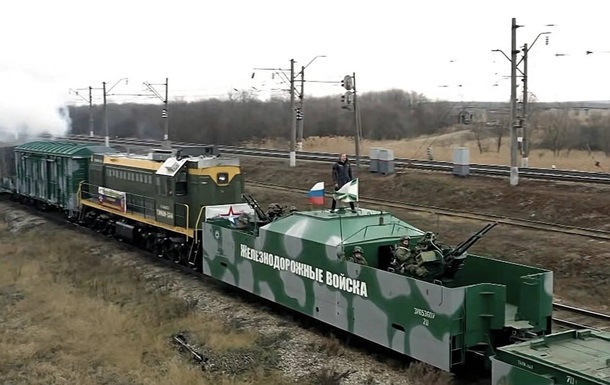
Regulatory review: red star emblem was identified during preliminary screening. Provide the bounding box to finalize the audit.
[220,206,241,222]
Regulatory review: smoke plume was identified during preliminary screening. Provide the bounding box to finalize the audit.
[0,68,71,142]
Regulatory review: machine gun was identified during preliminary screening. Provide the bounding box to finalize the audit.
[443,222,498,278]
[241,194,271,223]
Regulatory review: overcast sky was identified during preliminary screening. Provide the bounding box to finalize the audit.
[0,0,610,108]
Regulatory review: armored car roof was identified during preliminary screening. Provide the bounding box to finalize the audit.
[498,330,610,384]
[260,209,424,246]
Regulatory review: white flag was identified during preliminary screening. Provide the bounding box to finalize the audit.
[335,178,358,202]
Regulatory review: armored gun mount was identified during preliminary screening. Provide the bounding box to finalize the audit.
[241,194,271,223]
[436,222,498,279]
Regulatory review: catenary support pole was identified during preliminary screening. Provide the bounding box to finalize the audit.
[509,17,519,186]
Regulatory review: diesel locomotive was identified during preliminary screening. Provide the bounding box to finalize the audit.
[0,141,610,385]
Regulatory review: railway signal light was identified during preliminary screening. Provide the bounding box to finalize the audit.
[341,91,354,111]
[341,75,354,91]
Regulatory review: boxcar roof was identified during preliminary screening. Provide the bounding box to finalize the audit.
[15,141,117,157]
[498,330,610,384]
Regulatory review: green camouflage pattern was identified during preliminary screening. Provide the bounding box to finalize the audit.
[492,330,610,385]
[202,209,552,371]
[491,357,552,385]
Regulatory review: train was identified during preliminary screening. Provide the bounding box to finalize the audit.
[0,140,610,385]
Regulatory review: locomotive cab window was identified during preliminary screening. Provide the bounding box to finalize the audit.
[155,176,172,197]
[216,172,229,184]
[176,170,188,196]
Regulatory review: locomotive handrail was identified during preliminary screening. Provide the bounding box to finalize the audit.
[194,205,205,243]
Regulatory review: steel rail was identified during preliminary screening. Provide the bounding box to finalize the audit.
[553,302,610,322]
[248,181,610,240]
[57,135,610,184]
[553,302,610,331]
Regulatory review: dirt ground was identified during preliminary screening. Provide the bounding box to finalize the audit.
[244,134,610,172]
[241,157,610,311]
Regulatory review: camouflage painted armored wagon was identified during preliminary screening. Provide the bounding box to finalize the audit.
[202,209,553,371]
[492,330,610,385]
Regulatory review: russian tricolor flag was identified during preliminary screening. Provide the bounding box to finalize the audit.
[307,182,324,206]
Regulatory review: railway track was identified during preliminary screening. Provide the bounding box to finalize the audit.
[248,181,610,240]
[553,303,610,331]
[248,182,610,331]
[57,135,610,184]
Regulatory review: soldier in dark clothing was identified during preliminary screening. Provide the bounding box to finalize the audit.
[330,154,356,213]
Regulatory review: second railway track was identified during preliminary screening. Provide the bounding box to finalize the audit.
[57,135,610,184]
[553,303,610,331]
[248,181,610,240]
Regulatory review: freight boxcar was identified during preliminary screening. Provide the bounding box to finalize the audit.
[0,146,17,193]
[15,141,116,214]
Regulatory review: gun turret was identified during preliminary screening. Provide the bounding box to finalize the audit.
[241,194,271,222]
[443,222,498,278]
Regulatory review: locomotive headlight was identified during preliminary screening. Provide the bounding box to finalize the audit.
[216,172,229,183]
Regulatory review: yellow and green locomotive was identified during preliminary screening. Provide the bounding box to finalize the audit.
[5,141,243,266]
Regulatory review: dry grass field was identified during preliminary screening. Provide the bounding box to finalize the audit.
[0,204,453,385]
[243,130,610,172]
[0,216,293,385]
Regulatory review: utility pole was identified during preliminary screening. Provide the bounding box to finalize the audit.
[297,66,305,151]
[144,78,172,150]
[102,82,110,147]
[290,59,297,167]
[341,72,362,168]
[89,86,94,137]
[509,17,519,186]
[521,43,530,167]
[161,78,172,150]
[352,72,360,168]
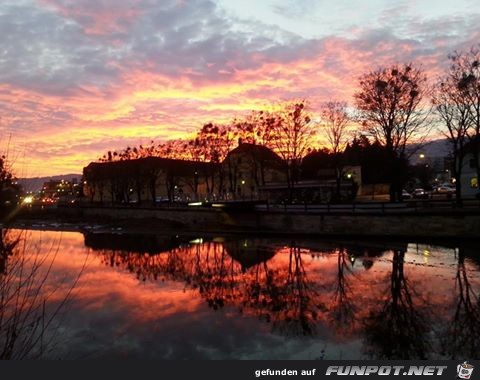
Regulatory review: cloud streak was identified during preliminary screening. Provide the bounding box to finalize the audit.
[0,0,480,176]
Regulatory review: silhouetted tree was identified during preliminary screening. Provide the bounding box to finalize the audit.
[271,100,316,200]
[320,101,351,199]
[433,57,473,203]
[355,64,428,201]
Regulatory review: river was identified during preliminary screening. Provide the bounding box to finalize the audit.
[0,229,480,359]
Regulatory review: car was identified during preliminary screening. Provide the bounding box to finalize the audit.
[402,190,412,199]
[435,185,455,194]
[412,188,430,199]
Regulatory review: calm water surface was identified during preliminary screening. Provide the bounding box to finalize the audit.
[0,230,480,359]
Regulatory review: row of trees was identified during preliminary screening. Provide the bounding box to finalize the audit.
[100,48,480,201]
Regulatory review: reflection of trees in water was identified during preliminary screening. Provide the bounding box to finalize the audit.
[365,250,430,359]
[441,249,480,359]
[243,246,318,336]
[100,242,318,335]
[0,229,83,359]
[330,248,356,331]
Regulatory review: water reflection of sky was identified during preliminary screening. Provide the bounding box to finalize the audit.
[1,230,480,359]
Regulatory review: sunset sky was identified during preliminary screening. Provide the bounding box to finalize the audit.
[0,0,480,177]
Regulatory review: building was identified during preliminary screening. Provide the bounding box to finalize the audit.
[83,143,362,204]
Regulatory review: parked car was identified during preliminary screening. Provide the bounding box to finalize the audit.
[435,185,455,194]
[412,188,430,199]
[402,190,412,199]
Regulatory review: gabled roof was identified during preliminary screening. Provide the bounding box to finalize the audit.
[226,143,283,164]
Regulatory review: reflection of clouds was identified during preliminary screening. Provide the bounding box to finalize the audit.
[6,231,480,359]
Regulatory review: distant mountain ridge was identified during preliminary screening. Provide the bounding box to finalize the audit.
[18,174,82,191]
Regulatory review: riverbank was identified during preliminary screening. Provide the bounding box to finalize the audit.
[12,203,480,239]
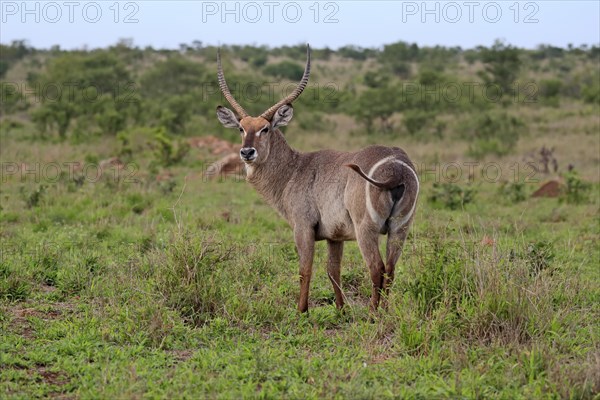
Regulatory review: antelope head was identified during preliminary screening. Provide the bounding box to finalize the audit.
[217,45,310,165]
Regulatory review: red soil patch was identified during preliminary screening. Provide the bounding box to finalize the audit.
[531,180,562,197]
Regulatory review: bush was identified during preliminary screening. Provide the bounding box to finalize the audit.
[403,110,435,135]
[561,170,591,204]
[263,61,304,81]
[429,182,475,210]
[151,233,230,325]
[498,182,527,203]
[465,112,525,159]
[150,129,190,167]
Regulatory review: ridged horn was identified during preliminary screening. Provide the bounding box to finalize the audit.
[260,44,310,121]
[217,49,248,118]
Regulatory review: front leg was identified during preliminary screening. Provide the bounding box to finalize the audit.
[294,226,315,312]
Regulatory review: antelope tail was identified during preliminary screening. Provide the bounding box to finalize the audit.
[345,164,400,190]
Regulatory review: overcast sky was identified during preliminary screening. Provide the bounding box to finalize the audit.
[0,0,600,49]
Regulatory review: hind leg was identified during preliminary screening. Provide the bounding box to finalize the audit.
[327,240,344,308]
[356,229,385,311]
[383,222,410,304]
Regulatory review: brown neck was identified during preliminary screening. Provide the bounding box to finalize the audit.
[246,129,300,214]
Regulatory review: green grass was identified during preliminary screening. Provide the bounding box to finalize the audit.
[0,117,600,399]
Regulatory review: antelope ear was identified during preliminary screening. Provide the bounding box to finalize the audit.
[271,104,294,129]
[217,106,240,128]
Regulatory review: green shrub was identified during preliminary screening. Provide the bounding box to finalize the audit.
[429,182,475,210]
[150,129,190,167]
[151,233,229,325]
[561,170,591,204]
[402,110,435,135]
[465,112,525,159]
[498,182,527,203]
[525,240,554,275]
[263,61,304,81]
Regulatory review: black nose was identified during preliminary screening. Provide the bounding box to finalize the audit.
[240,147,256,160]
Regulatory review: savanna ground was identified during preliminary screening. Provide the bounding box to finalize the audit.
[0,40,600,399]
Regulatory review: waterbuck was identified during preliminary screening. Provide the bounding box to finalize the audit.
[217,46,419,312]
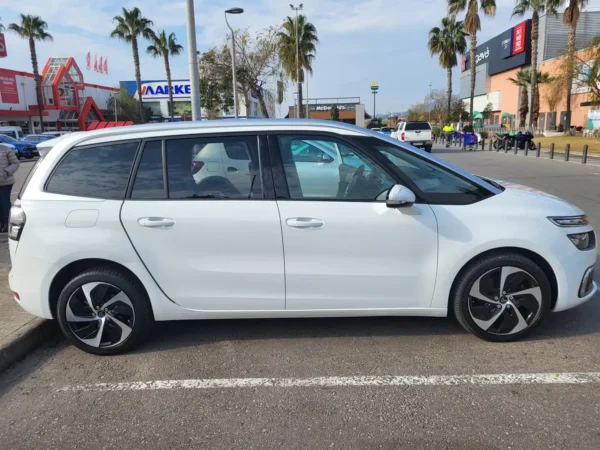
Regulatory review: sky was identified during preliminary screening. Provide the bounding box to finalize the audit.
[0,0,600,115]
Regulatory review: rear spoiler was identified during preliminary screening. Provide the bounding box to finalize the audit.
[37,134,69,156]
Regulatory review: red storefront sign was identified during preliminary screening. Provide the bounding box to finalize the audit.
[0,69,19,103]
[512,22,527,56]
[0,33,8,58]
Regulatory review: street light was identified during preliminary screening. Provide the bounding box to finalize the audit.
[225,8,248,119]
[185,0,202,120]
[290,3,304,118]
[371,81,379,124]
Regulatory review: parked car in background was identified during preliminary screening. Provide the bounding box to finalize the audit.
[392,121,433,153]
[8,120,598,354]
[0,126,23,139]
[21,134,55,144]
[0,134,39,159]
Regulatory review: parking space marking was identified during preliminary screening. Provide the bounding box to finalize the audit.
[57,372,600,392]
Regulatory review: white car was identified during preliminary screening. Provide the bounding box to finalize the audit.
[9,120,598,354]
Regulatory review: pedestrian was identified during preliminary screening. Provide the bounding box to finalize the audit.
[0,144,19,233]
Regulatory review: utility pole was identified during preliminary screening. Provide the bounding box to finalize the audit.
[225,8,248,119]
[290,3,304,118]
[371,81,379,125]
[185,0,202,120]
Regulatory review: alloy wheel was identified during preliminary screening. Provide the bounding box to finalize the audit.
[468,266,542,335]
[66,282,135,348]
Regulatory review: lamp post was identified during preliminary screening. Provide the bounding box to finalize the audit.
[225,8,248,119]
[185,0,202,120]
[371,81,379,125]
[290,3,304,118]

******************************

Please recast the material between the lines holding "Regulatory review: water reflection" and "[226,143,283,164]", inclusive, as a two-column CSV with the header input,output. Each row should pair one text with its full answer, with both fields quoted and any line breaks replaced by spaces.

input,output
"Regulatory review: water reflection of sky was identified during preliminary screening. Provide the bounding box to finalize the audit.","[1,230,480,359]"
"Regulatory review: sunset sky was identified during preliminary screening. Provide the bounding box to finalize the audit.","[0,0,480,177]"
"Regulatory review: building was identified during preliminary screening. Provide the bounding box to finalize the audit.","[83,143,362,204]"
"Regulatory review: parked car was identified during preliminary screening. Provide the bounding box to finalize the audit.","[435,185,455,194] [412,188,430,199] [402,190,412,199]"
"Regulatory review: gabled roof was identified during preliminary screening. Provide the bounding box to finalize the audit.","[226,143,283,164]"